• PROBLEM DETAILS: Transcribe the records verbatim from their beginning through the line containing "pixel 735 759", including both ends and omitting the pictures.

• AVAILABLE DATA:
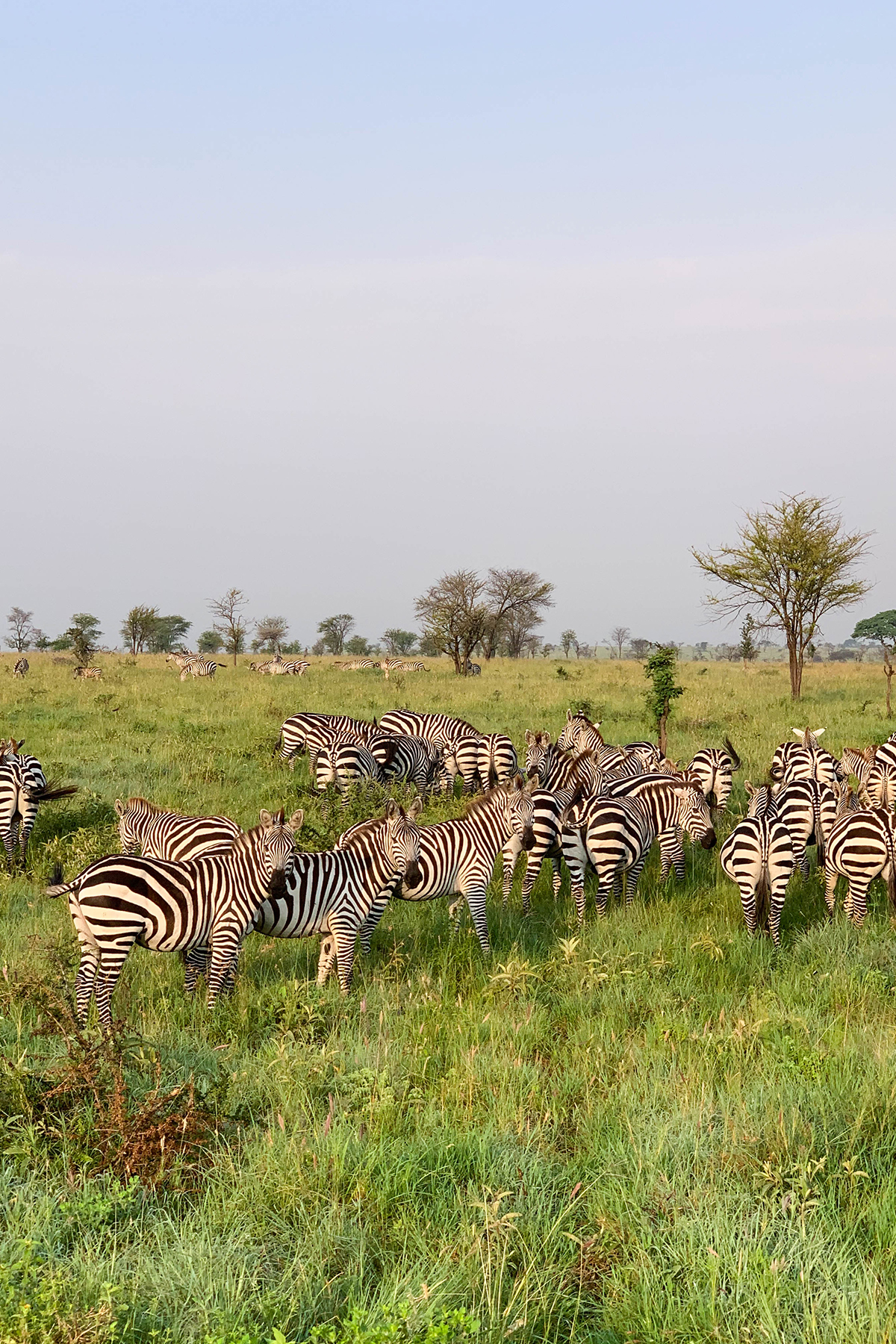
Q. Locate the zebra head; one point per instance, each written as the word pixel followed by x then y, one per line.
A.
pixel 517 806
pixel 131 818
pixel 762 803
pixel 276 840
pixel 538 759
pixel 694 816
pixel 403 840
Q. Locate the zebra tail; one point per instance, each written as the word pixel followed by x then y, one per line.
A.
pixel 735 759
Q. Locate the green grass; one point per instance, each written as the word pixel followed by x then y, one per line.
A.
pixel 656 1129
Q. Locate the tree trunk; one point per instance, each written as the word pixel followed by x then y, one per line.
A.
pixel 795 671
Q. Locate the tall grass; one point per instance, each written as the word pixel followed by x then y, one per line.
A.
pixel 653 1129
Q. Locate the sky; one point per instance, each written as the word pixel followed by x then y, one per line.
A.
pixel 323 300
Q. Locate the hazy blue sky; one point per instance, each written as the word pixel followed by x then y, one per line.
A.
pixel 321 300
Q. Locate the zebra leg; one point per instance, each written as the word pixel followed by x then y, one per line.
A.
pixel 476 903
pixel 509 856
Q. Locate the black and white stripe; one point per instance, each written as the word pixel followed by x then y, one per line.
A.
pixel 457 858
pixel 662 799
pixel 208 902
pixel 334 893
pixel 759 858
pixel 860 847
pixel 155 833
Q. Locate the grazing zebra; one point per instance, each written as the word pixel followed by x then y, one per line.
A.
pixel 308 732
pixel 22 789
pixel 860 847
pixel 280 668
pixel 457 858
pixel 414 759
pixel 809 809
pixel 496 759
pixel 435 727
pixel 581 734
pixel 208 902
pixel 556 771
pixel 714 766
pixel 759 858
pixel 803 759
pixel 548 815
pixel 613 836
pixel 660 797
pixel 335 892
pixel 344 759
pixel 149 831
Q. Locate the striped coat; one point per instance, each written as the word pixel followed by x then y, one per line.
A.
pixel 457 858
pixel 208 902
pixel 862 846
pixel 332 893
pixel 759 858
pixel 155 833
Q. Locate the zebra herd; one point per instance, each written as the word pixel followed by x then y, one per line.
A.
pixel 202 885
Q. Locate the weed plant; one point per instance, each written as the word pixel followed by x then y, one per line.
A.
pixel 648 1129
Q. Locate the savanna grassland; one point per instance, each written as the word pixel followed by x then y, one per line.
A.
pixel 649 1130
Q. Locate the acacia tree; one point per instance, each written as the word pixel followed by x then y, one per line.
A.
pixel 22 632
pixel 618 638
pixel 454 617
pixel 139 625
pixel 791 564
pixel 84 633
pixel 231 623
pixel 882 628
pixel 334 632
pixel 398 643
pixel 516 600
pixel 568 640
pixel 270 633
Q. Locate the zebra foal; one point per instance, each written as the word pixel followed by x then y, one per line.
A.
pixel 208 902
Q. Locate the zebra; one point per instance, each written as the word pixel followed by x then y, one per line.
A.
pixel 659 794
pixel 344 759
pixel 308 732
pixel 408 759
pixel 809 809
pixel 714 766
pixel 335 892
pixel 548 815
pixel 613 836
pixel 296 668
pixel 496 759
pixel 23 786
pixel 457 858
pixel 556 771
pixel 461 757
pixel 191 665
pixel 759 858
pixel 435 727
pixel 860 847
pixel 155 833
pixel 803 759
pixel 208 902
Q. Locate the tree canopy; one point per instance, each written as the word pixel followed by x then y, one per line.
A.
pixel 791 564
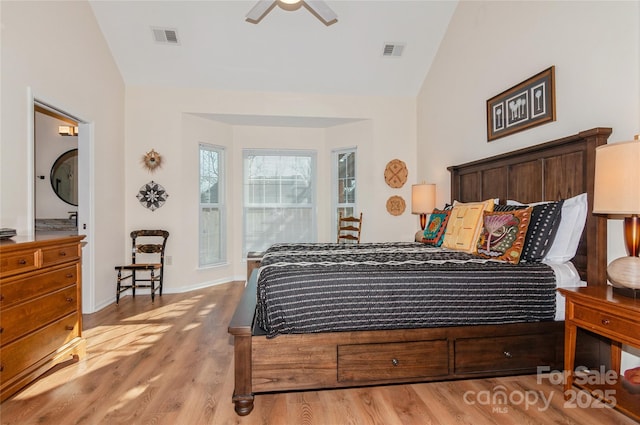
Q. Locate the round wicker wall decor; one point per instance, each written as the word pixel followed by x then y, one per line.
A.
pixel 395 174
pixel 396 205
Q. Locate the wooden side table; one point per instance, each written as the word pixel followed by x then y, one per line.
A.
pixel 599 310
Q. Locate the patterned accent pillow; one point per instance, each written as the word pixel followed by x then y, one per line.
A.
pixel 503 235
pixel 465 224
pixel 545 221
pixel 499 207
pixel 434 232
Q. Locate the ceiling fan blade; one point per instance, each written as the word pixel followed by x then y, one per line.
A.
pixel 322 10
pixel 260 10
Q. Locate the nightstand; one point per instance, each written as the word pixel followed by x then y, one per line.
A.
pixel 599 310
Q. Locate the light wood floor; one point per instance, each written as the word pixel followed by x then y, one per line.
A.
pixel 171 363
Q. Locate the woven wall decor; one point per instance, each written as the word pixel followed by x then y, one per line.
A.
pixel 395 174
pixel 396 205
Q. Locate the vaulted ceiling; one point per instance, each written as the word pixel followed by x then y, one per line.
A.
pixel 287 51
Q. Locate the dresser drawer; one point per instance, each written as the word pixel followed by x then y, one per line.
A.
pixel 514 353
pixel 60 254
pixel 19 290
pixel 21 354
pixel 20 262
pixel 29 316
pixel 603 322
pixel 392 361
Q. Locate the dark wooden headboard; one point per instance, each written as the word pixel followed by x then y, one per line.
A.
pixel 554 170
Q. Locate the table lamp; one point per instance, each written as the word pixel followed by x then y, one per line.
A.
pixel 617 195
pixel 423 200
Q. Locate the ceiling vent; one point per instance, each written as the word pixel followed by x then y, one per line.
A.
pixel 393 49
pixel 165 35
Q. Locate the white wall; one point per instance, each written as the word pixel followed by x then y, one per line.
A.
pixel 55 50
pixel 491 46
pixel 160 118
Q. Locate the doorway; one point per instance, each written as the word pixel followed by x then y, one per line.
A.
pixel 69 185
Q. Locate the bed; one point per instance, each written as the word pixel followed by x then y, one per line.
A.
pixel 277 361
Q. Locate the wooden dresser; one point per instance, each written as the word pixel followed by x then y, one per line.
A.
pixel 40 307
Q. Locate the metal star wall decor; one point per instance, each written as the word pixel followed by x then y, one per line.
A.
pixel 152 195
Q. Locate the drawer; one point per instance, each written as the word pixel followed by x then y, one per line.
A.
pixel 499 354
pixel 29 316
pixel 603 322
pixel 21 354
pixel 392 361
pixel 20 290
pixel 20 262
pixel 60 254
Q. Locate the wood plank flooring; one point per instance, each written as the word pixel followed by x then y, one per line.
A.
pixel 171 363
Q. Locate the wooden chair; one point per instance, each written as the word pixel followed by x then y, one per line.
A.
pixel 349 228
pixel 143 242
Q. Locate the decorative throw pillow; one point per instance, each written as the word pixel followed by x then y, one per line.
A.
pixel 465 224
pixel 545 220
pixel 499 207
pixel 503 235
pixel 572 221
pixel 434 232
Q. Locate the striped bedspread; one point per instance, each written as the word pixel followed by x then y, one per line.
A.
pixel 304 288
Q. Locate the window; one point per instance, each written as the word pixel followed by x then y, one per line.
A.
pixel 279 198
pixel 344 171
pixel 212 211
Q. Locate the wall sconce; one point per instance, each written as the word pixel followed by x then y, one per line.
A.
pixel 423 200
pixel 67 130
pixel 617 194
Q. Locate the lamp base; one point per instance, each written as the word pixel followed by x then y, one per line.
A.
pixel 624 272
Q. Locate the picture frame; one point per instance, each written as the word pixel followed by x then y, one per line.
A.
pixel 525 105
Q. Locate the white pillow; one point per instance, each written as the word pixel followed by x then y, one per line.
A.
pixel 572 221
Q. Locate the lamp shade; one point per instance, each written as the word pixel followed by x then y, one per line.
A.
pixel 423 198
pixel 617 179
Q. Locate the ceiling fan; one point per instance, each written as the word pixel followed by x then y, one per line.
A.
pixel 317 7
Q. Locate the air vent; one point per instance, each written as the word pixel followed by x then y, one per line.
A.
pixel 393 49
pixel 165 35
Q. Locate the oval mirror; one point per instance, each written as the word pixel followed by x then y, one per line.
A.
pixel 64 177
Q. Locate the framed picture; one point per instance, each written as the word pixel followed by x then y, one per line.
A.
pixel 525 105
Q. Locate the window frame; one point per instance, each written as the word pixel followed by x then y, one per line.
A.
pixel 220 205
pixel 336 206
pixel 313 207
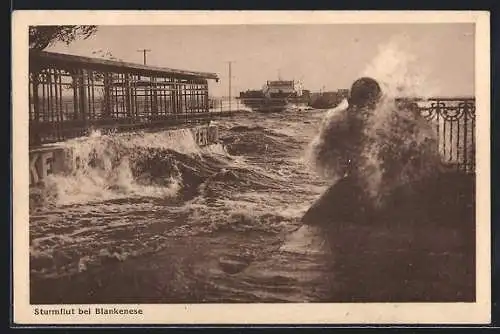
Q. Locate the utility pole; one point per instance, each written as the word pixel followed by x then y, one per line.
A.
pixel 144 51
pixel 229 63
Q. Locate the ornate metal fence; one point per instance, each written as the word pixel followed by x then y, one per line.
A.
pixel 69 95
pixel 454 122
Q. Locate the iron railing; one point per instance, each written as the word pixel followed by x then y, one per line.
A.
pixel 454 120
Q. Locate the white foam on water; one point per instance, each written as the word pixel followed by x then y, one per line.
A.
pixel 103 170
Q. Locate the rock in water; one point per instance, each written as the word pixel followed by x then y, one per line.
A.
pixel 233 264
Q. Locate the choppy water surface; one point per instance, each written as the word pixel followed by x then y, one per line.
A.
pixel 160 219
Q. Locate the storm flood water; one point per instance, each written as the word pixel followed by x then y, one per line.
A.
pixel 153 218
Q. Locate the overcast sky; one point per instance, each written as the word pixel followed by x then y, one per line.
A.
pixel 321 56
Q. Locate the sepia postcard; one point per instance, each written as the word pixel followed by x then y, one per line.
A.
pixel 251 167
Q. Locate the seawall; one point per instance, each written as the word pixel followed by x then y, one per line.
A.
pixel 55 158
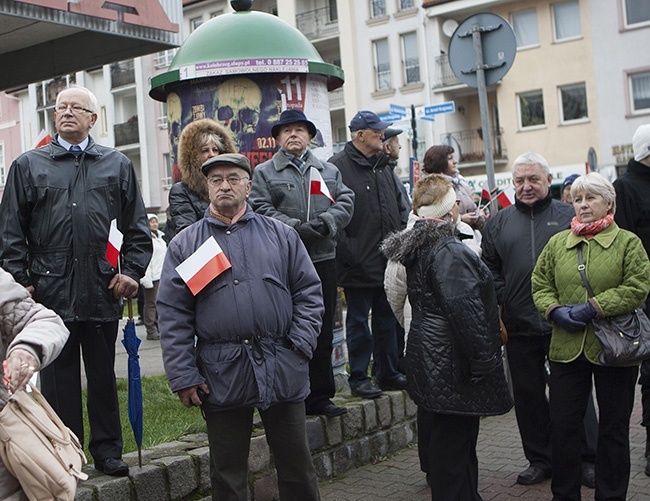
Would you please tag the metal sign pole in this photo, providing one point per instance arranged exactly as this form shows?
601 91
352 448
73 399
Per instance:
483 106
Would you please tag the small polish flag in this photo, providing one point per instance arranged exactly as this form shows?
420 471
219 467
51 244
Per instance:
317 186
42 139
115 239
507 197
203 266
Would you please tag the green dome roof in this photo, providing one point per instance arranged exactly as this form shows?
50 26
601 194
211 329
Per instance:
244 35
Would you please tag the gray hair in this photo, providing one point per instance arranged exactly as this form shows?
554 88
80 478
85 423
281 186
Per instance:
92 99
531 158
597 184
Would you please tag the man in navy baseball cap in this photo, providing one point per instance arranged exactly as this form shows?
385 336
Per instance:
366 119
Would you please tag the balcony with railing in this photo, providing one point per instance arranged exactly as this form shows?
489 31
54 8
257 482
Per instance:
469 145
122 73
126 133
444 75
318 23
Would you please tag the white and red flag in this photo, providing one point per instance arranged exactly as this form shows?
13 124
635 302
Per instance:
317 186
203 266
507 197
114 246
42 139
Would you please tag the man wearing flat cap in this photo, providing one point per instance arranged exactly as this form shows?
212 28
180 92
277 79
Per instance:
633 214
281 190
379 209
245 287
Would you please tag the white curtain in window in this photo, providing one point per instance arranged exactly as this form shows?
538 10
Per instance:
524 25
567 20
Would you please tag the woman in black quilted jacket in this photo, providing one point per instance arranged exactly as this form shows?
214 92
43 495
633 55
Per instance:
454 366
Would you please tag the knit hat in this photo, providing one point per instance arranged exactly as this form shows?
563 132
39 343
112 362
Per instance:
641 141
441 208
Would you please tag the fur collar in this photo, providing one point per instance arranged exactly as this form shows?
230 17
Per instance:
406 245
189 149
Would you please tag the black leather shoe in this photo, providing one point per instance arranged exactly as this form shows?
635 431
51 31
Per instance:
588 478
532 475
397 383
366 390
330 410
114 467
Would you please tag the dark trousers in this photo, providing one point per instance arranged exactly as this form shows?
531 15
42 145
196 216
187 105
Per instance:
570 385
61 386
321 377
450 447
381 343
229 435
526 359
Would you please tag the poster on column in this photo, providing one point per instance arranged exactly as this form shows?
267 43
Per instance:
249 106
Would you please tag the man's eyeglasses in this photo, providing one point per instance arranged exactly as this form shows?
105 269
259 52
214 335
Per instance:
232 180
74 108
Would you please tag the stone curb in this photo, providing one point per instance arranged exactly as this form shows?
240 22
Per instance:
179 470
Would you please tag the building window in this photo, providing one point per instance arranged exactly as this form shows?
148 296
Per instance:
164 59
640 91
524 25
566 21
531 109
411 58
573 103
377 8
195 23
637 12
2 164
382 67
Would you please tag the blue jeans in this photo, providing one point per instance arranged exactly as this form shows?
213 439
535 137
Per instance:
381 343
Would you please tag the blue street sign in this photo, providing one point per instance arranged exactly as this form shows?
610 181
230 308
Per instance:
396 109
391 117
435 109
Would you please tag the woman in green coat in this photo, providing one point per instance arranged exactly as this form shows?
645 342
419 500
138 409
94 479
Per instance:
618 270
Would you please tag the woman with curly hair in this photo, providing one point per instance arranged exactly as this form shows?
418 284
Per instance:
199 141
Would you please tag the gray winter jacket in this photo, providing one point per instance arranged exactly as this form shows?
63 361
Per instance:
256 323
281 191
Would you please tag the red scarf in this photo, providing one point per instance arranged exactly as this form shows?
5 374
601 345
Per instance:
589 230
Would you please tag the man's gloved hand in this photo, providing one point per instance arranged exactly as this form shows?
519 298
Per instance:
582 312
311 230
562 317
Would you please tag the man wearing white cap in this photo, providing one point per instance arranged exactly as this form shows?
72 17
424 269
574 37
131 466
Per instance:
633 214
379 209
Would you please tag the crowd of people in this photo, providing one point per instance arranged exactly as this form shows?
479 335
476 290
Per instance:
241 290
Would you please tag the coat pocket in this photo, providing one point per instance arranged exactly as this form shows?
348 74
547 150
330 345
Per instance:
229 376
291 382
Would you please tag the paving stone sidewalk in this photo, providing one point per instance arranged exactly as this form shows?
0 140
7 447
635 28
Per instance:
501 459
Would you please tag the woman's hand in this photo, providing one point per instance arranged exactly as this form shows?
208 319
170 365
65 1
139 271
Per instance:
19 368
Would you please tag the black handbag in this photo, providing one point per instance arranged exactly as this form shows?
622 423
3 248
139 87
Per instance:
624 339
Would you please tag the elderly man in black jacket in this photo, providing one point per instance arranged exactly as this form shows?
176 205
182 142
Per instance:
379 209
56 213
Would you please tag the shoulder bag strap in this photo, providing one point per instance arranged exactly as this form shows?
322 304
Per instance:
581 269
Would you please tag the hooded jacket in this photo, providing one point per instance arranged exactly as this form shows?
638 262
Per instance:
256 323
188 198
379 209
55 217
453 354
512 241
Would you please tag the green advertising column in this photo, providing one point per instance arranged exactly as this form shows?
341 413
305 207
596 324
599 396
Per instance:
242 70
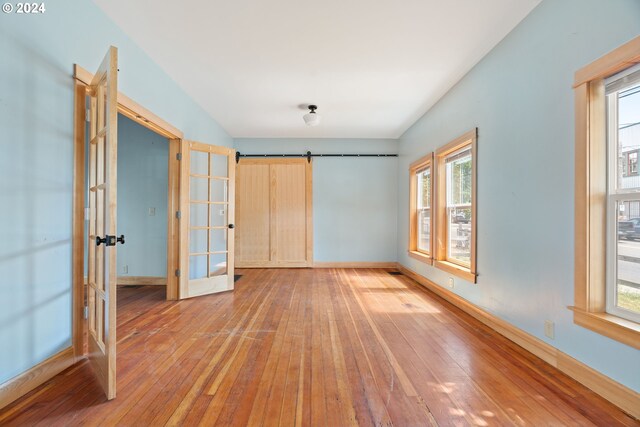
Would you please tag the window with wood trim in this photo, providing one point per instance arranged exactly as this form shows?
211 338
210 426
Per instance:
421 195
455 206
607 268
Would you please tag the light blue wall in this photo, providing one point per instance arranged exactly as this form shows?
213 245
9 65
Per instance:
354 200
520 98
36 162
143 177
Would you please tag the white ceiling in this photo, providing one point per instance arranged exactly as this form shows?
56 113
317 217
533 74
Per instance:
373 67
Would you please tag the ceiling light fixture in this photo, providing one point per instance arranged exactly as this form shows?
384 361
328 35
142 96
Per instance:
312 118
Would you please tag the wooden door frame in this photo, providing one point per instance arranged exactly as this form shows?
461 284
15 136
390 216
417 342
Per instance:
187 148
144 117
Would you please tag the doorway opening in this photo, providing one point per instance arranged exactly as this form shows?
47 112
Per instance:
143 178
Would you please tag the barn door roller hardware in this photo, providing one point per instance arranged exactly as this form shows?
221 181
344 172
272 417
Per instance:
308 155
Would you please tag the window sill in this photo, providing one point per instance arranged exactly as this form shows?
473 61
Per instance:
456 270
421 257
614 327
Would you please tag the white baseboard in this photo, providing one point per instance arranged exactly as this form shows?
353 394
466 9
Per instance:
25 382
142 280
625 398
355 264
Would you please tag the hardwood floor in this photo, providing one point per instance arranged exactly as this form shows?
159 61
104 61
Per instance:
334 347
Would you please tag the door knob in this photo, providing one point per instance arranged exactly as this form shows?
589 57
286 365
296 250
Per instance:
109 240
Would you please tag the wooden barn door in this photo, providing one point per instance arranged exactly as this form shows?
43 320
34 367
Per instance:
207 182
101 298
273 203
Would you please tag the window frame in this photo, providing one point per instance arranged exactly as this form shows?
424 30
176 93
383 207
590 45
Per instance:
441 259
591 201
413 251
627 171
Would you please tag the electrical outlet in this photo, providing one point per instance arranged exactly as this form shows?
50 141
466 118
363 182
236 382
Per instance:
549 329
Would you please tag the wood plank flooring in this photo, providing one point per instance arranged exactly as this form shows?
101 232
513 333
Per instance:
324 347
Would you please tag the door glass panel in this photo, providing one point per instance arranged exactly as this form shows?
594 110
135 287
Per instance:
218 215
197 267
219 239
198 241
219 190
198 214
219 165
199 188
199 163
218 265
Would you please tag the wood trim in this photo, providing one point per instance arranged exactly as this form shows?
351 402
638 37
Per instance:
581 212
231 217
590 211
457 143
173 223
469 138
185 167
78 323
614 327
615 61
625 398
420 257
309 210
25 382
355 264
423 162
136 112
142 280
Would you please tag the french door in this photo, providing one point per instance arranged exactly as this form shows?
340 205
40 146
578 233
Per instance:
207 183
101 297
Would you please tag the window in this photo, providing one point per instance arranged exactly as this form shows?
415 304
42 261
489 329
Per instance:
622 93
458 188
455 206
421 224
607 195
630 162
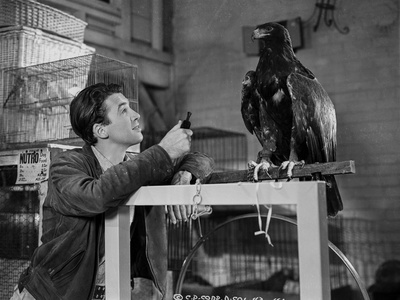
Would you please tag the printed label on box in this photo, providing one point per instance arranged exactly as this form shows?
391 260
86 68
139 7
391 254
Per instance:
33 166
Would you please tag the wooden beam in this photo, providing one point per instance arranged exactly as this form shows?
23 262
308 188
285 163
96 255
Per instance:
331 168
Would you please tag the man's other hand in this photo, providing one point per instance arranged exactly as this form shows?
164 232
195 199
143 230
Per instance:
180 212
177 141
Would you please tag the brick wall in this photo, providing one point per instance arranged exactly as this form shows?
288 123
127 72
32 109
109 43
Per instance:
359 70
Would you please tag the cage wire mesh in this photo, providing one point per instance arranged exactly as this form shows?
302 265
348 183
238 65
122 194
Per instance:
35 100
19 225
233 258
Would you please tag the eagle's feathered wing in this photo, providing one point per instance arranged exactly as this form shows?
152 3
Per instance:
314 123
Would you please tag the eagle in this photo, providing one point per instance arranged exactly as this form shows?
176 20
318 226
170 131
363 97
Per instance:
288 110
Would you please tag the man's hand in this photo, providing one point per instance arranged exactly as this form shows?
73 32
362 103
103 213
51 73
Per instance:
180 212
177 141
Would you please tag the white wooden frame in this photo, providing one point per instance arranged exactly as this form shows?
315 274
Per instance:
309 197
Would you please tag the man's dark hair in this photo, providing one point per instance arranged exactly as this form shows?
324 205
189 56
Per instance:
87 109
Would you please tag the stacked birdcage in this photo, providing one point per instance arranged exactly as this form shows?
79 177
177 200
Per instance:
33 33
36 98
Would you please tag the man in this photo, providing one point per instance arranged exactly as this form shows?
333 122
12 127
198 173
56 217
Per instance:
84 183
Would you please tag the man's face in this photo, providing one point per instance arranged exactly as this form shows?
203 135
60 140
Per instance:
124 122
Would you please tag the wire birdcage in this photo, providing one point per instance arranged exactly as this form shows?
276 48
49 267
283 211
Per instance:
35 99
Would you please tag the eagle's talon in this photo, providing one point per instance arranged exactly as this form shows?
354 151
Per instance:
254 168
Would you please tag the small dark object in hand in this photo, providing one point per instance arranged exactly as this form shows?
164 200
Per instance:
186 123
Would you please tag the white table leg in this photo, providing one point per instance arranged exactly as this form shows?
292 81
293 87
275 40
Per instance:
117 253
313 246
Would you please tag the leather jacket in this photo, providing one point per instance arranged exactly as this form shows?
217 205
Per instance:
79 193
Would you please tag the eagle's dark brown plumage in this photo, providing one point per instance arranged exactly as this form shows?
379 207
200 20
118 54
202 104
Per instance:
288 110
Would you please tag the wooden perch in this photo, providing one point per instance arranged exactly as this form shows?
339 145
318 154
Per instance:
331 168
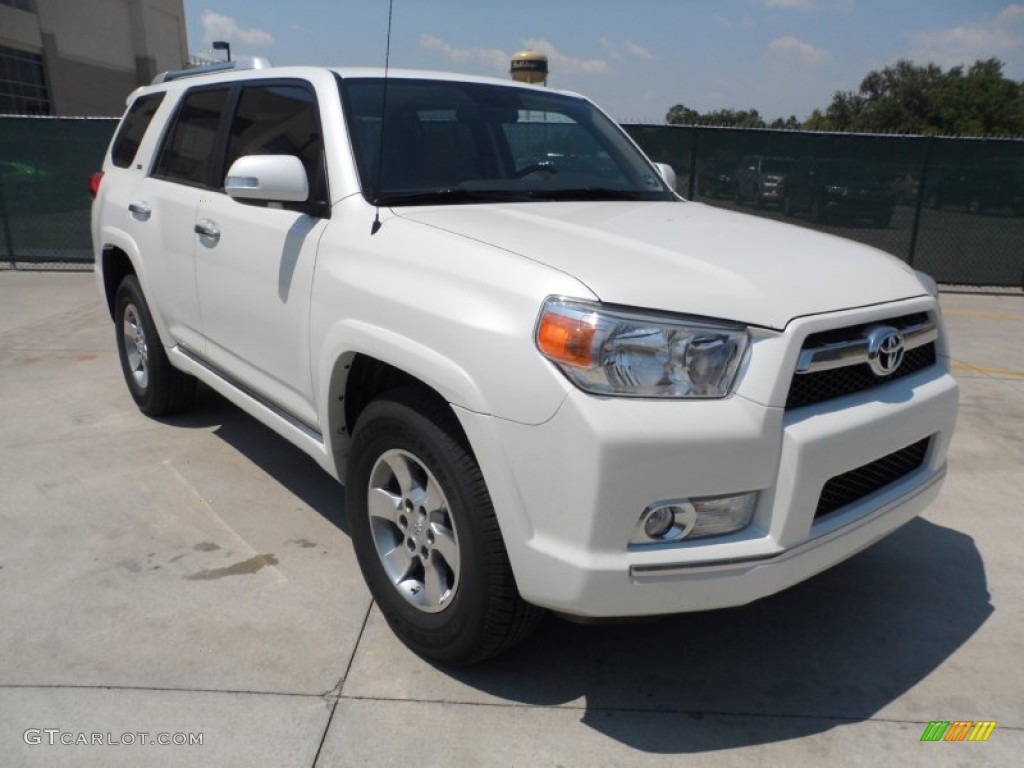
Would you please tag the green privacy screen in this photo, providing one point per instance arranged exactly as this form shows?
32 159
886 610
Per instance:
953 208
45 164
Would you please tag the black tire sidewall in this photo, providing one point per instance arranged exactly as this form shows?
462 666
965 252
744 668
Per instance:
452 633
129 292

• WRITTEN SOLUTION:
Q. Locate the zebra head; one point per instance, each written as the word pixel followed by x then y, one per line.
A.
pixel 517 806
pixel 131 818
pixel 762 803
pixel 276 840
pixel 538 759
pixel 694 816
pixel 403 840
Q. Locate the zebra tail; one point per instance, each written as the word pixel followed by x then y, one per line.
A.
pixel 735 759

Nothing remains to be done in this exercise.